### TASK
Copy the records below, swapping each "marker" for "point" and leaving everything else unchanged.

### DATA TO USE
>>>>>

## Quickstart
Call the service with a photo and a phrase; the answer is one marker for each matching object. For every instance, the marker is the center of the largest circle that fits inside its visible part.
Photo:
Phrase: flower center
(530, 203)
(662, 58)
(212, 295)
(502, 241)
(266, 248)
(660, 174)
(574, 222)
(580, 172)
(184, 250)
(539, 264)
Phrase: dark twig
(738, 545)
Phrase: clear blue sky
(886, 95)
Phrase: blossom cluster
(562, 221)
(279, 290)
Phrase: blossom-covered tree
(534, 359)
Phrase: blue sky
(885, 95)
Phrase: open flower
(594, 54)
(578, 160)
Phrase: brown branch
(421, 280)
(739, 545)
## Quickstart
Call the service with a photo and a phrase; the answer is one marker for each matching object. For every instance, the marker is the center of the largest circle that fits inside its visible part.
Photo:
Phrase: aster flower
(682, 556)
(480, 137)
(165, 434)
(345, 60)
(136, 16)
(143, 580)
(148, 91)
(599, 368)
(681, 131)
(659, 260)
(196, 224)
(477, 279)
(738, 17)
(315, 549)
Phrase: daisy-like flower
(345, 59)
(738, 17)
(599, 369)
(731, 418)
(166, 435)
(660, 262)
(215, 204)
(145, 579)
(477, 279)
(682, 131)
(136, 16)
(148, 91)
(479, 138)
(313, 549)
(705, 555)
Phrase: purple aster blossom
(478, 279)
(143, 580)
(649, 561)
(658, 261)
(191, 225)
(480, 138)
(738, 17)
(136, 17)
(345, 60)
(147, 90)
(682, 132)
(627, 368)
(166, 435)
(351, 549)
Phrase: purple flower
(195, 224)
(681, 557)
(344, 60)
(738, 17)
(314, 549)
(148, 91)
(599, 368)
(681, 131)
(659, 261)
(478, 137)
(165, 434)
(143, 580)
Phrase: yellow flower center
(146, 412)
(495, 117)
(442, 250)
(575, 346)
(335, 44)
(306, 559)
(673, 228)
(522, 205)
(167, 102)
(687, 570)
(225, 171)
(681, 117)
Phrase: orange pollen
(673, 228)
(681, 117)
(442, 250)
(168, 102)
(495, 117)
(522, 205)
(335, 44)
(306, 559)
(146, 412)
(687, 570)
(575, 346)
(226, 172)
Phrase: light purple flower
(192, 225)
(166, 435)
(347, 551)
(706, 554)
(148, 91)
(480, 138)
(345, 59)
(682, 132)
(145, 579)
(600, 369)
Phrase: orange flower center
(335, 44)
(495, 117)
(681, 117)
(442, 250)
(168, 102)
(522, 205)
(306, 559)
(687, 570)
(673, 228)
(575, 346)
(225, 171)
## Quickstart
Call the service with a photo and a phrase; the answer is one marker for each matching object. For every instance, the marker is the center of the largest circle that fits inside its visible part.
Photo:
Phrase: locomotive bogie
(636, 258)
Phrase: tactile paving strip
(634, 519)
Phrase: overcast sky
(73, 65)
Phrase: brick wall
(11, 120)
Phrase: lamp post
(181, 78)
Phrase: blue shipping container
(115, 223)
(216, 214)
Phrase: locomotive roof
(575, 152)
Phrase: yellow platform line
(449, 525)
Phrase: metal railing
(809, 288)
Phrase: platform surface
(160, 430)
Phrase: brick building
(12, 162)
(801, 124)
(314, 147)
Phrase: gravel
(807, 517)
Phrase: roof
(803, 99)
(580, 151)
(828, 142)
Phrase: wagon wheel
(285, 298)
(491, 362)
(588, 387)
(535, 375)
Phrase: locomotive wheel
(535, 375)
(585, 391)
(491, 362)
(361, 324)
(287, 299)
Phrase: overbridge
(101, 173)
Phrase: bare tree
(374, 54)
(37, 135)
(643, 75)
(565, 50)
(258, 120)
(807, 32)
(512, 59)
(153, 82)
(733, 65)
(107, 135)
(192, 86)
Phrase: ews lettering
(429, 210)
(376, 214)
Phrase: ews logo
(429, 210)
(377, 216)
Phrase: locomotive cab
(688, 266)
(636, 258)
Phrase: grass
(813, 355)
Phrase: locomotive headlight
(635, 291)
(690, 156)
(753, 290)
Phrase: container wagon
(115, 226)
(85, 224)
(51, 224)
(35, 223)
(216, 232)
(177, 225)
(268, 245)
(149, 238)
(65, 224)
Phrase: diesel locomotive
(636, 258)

<<<<<

### THE COMPLETED TASK
## Quickstart
Call the service with a photo and a phrase; the answer is one point for each matching object. For every instance, the point is the center of the largest circle that fits inside its visible part.
Photo:
Phrase: flower center
(530, 203)
(662, 58)
(212, 295)
(502, 241)
(266, 248)
(660, 174)
(574, 222)
(580, 172)
(184, 250)
(539, 264)
Phrase: dark twig
(738, 545)
Phrase: clear blue sky
(886, 95)
Phrase: blossom cluster
(562, 221)
(279, 290)
Phrase: blossom-covered tree
(534, 359)
Phrase: blue sky
(885, 95)
Phrase: open flower
(594, 54)
(578, 160)
Phrase: brown branch
(421, 280)
(739, 545)
## Quickstart
Call the service with a photo and a phrase; the answer is one point for each matching object. For every instance, the point is the center of the largest circle that fits inside its visible part.
Photo:
Phrase: aster flower
(682, 556)
(480, 137)
(165, 434)
(345, 60)
(136, 16)
(143, 580)
(148, 91)
(599, 368)
(681, 131)
(659, 260)
(196, 224)
(477, 279)
(738, 17)
(315, 549)
Phrase: daisy-like flower
(345, 59)
(738, 17)
(599, 369)
(731, 418)
(166, 435)
(660, 262)
(215, 204)
(145, 579)
(477, 279)
(682, 131)
(136, 16)
(148, 91)
(479, 138)
(313, 549)
(705, 555)
Phrase: purple aster blossom
(478, 279)
(143, 580)
(649, 561)
(658, 261)
(191, 225)
(480, 138)
(738, 17)
(136, 17)
(345, 60)
(147, 90)
(682, 132)
(627, 368)
(166, 435)
(351, 549)
Phrase: purple flower
(195, 224)
(681, 557)
(344, 60)
(738, 17)
(314, 549)
(148, 91)
(599, 368)
(681, 131)
(659, 261)
(478, 137)
(165, 434)
(143, 580)
Phrase: yellow flower center
(146, 412)
(495, 117)
(442, 250)
(575, 346)
(335, 44)
(306, 559)
(673, 228)
(522, 205)
(167, 102)
(687, 570)
(225, 171)
(681, 117)
Phrase: orange pollen
(673, 228)
(681, 117)
(442, 250)
(168, 102)
(495, 117)
(522, 205)
(335, 44)
(306, 559)
(146, 412)
(687, 570)
(575, 346)
(226, 172)
Phrase: light purple flower
(192, 225)
(166, 435)
(347, 551)
(706, 554)
(148, 91)
(480, 138)
(345, 59)
(682, 132)
(145, 579)
(600, 369)
Phrase: orange flower center
(335, 44)
(495, 117)
(681, 117)
(442, 250)
(168, 102)
(522, 205)
(306, 559)
(687, 570)
(673, 228)
(575, 346)
(225, 171)
## Quickstart
Call the service with a photo and a phrase; the answer is one point for each matching object. For every instance, the point is the center of the largest circle that fits inside its visible part.
Photo:
Phrase: locomotive bogie
(636, 258)
Phrase: tactile paving strip
(634, 519)
Phrase: overcast sky
(73, 65)
Phrase: brick wall
(11, 120)
Phrase: lamp post
(181, 78)
Phrase: blue shipping container
(115, 223)
(216, 214)
Phrase: locomotive roof
(575, 152)
Phrase: yellow platform line
(449, 525)
Phrase: metal railing
(809, 288)
Phrase: platform surface
(160, 430)
Phrase: brick building
(12, 162)
(801, 124)
(314, 147)
Phrase: gravel
(807, 517)
Phrase: roof
(803, 99)
(580, 151)
(828, 142)
Phrase: wagon wheel
(285, 298)
(491, 362)
(588, 387)
(535, 375)
Phrase: locomotive wheel
(535, 375)
(585, 391)
(491, 362)
(361, 324)
(287, 299)
Phrase: overbridge
(101, 173)
Phrase: bare tree
(374, 54)
(37, 135)
(643, 75)
(565, 50)
(258, 120)
(807, 32)
(512, 59)
(153, 82)
(733, 65)
(107, 135)
(192, 86)
Phrase: ews lettering
(429, 210)
(376, 214)
Phrase: ews logo
(429, 210)
(377, 216)
Phrase: locomotive cab
(688, 266)
(636, 258)
Phrase: grass
(813, 355)
Phrase: locomotive headlight
(635, 291)
(690, 156)
(753, 290)
Phrase: container wagon
(115, 226)
(85, 224)
(51, 224)
(35, 223)
(216, 232)
(177, 225)
(268, 245)
(149, 238)
(65, 224)
Phrase: diesel locomotive
(636, 258)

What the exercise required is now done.